— Start —

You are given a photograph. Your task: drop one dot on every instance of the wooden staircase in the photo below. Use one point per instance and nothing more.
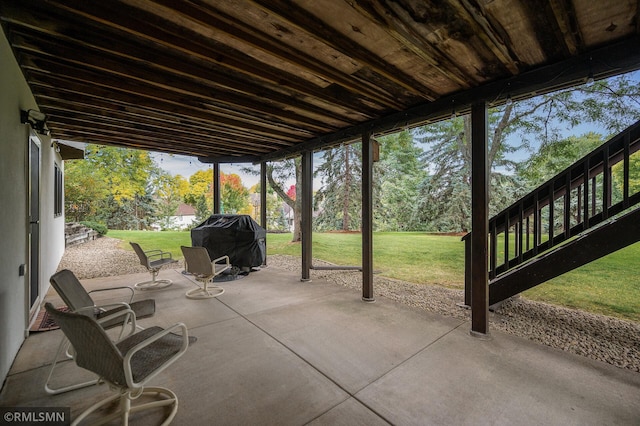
(583, 213)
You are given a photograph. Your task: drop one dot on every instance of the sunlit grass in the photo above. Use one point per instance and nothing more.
(609, 286)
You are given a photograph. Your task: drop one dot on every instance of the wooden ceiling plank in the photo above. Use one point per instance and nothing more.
(376, 11)
(322, 31)
(153, 81)
(146, 28)
(483, 28)
(152, 134)
(215, 132)
(152, 139)
(141, 95)
(98, 40)
(548, 30)
(565, 16)
(249, 37)
(96, 113)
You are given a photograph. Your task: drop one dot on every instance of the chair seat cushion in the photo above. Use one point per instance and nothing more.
(142, 309)
(148, 359)
(161, 262)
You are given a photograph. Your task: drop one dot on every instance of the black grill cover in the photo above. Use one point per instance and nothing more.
(236, 236)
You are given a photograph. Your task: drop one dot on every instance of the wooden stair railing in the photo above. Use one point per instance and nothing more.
(572, 202)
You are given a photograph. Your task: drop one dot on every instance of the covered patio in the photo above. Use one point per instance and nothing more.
(274, 350)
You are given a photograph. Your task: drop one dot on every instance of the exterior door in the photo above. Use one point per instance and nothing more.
(34, 221)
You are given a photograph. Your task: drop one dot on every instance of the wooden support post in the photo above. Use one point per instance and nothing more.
(216, 188)
(479, 221)
(307, 210)
(263, 201)
(367, 218)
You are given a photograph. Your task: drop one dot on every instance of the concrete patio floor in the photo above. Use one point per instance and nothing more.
(275, 351)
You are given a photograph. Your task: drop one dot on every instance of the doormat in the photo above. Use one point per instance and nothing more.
(44, 322)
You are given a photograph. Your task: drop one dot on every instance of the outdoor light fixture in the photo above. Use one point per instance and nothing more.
(35, 119)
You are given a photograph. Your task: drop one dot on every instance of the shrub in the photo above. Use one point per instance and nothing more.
(98, 227)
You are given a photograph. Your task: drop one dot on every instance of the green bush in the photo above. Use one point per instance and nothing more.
(98, 227)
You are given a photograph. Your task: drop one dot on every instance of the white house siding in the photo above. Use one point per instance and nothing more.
(14, 222)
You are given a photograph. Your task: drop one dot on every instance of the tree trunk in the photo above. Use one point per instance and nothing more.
(296, 205)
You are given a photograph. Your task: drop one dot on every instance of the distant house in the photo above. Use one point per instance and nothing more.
(184, 218)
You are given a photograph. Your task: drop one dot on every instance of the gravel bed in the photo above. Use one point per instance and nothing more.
(598, 337)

— End —

▶ Instructions to follow: Format all of the items above as a two-column CSV with the columns "prompt" and "answer", one row per item. Put each item's text and its answer in one quoted field each, replace line breaks with spaces, and leave out the pictures.

▶ Problem solution:
prompt,answer
"You are given a photograph. Your task: drop one dot on every instance of the wooden staircase in the photo below. Use one point per instance and nothing more.","(583, 213)"
"You are given a photograph. Your task: drop one dot on every instance of the sunlit grass in the photo above. Use one point per instance and nothing more.","(609, 286)"
"You are given a photograph. Your task: drop one dot on every instance of the wooden ceiling plank in the photo above. Use one point per instance and nothing more.","(376, 11) (322, 31) (153, 81) (146, 28) (483, 28) (152, 134) (215, 132) (152, 139) (141, 95) (98, 40) (548, 30) (565, 16) (249, 37) (96, 113)"
"You are given a photograph. Your task: drop one dot on every instance of the chair seat cushion in the photo above. Use one point per instance and nothing more.","(142, 309) (148, 359) (161, 262)"
"You are given a photograph. Your task: drop one dot on every instance of the black grill cover in the photo above. Use one point per instance and nothing more.","(236, 236)"
"You are given a photograph. Your task: drop one dot on every instance of the wooden stair railing in the photo above. Use one point per instance and nothing more.","(572, 202)"
"You are given a photograph. Your task: drop one dot on every instance of the covered patio in the photo above. Use one point per instance and nothing more.","(274, 350)"
"You are given a photograph. Your task: drop one dot on every instance of the exterior door in the photo above. Use one point per instance and nothing more.","(34, 221)"
"You are given a photograph. Your task: drop one dot on every instance of the wooden support post in the photo above. Use one point per instance and nothing more.","(216, 188) (479, 221) (307, 210) (263, 201) (367, 218)"
"You are given a photograph. Your task: drop one dot on every instance of the concrete patio floor in the photo above. Use one point per instance and nothing more.","(275, 351)"
"You are given a photograph. Your task: drop one dot on every instance of the doormat in the photo above. Use one point per instance and nothing more.","(44, 322)"
"You are given a photograph. Your task: drop one dot on every instance of the outdoor light fixture in the photo above. Use one point per instance and nothing more.","(35, 119)"
"You are given a photograph. Your task: drop one dot on every instance of the shrub in the photo above. Use one point per instance and nothing more.","(98, 227)"
"You are given a photograph. Your task: drop one dot on every instance of the green bush in the photo above. Use one point per instance and nothing more.","(98, 227)"
"You are given a photograph. Your task: drop one dot on every instance of the white house siding in the photo above. Use one point per instance and nothing more.","(14, 222)"
"You are given a photograph. Your task: drop one dot on every instance of the tree trunk in the photo above. Use one point per instance and nothing more.","(296, 205)"
"You are given a photograph. Your task: drop one dot on every instance of the distant house in the photo above. Use one point per instance and nothing more.","(184, 218)"
"You are given a photograph. Your task: drop one dot on every instance of the gravel bed in the photo above. Use one point per instance and nothing more.","(598, 337)"